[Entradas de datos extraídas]
☆ ☆ ☆ ☆ ☆ ☆ ☆

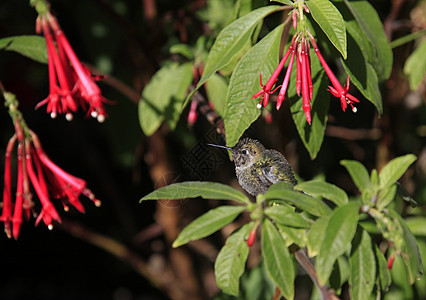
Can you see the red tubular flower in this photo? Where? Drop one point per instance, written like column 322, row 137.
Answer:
column 76, row 83
column 48, row 180
column 284, row 86
column 18, row 210
column 6, row 216
column 305, row 85
column 193, row 114
column 266, row 89
column 336, row 89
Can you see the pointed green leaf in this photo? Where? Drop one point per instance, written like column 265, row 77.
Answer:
column 293, row 235
column 210, row 222
column 386, row 197
column 231, row 260
column 417, row 225
column 193, row 189
column 362, row 266
column 395, row 169
column 307, row 203
column 31, row 46
column 316, row 235
column 383, row 270
column 216, row 88
column 285, row 215
column 411, row 254
column 359, row 67
column 331, row 22
column 163, row 96
column 338, row 236
column 372, row 28
column 358, row 173
column 241, row 110
column 231, row 40
column 277, row 259
column 324, row 189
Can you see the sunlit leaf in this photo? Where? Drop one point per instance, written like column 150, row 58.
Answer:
column 331, row 22
column 395, row 169
column 358, row 173
column 277, row 259
column 338, row 236
column 362, row 264
column 307, row 203
column 230, row 262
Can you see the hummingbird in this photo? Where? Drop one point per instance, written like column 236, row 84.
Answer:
column 257, row 168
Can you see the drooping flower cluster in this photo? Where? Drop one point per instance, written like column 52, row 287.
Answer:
column 48, row 180
column 299, row 50
column 71, row 83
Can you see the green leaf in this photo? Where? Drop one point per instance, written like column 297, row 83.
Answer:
column 231, row 40
column 210, row 222
column 372, row 28
column 311, row 135
column 163, row 96
column 231, row 260
column 362, row 266
column 216, row 88
column 316, row 235
column 285, row 215
column 415, row 66
column 240, row 109
column 331, row 22
column 278, row 262
column 193, row 189
column 384, row 273
column 324, row 189
column 338, row 236
column 293, row 235
column 386, row 196
column 411, row 254
column 183, row 50
column 307, row 203
column 417, row 225
column 395, row 169
column 358, row 173
column 407, row 38
column 31, row 46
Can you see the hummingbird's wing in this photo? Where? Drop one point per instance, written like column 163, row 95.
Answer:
column 276, row 168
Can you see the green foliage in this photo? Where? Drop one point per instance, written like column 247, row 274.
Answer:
column 210, row 222
column 415, row 66
column 162, row 98
column 31, row 46
column 344, row 251
column 239, row 109
column 231, row 260
column 331, row 22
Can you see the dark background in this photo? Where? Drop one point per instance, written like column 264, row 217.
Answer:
column 119, row 163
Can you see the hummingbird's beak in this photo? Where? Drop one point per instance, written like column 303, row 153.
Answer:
column 220, row 146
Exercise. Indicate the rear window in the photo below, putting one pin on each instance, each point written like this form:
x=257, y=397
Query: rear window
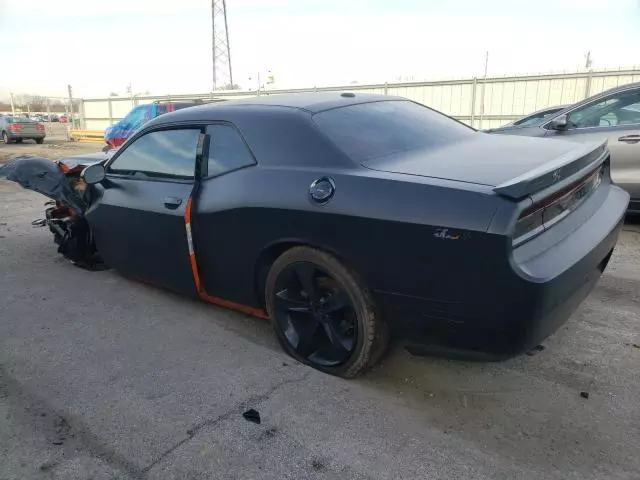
x=374, y=130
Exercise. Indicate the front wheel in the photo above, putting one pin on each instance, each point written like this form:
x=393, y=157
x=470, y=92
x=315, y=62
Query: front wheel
x=323, y=314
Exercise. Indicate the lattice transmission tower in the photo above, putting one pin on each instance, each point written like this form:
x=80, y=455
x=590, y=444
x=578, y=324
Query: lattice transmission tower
x=222, y=75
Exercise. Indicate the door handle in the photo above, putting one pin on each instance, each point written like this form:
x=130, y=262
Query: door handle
x=172, y=202
x=630, y=139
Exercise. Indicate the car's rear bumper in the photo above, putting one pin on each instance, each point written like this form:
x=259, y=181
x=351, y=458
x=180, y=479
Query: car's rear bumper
x=634, y=206
x=16, y=135
x=550, y=287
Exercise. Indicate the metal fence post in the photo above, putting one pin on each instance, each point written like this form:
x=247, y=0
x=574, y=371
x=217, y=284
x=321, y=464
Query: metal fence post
x=473, y=101
x=83, y=121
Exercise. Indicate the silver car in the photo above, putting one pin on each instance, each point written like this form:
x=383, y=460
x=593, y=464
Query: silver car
x=17, y=129
x=613, y=115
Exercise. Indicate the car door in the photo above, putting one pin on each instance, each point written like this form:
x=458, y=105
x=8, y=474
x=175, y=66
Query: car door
x=223, y=239
x=138, y=218
x=615, y=118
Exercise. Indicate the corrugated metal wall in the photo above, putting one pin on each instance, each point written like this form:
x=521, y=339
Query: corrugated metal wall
x=505, y=98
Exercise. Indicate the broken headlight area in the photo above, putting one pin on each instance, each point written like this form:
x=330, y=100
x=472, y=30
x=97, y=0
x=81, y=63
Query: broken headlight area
x=65, y=215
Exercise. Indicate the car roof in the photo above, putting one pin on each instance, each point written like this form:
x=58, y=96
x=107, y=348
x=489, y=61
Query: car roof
x=308, y=102
x=621, y=88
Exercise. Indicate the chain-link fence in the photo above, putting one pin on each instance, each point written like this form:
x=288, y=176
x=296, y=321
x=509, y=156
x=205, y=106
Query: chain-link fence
x=57, y=114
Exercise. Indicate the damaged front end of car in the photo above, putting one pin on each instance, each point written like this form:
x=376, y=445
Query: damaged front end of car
x=62, y=183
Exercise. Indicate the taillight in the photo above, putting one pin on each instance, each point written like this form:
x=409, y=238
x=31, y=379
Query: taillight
x=543, y=214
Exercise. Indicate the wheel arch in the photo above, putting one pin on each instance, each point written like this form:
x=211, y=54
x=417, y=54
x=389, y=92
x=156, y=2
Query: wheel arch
x=272, y=251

☆ ☆ ☆ ☆ ☆ ☆ ☆

Convierte en una lista JSON de cadenas, una por línea y sin líneas en blanco, el tramo que va desde la línea que contiene "Exercise. Indicate the chain-link" hasta la que contiene "x=543, y=214", ambas incluidas.

> _TAREA RESUELTA_
[
  "Exercise. Indicate the chain-link fence in the photo above, putting one pin on each instance, each point written like this form:",
  "x=288, y=176",
  "x=296, y=321",
  "x=509, y=156",
  "x=205, y=106",
  "Query: chain-link fence",
  "x=57, y=114",
  "Exercise. Indicate the damaged front end of car in the photo above, putting one pin on each instance, each point written like this form:",
  "x=376, y=445",
  "Query: damaged front end of car",
  "x=62, y=183",
  "Exercise. Indicate the taillight in the photo above, putting one pin on each instance, each point written like this form:",
  "x=409, y=238",
  "x=31, y=379",
  "Query: taillight",
  "x=543, y=214"
]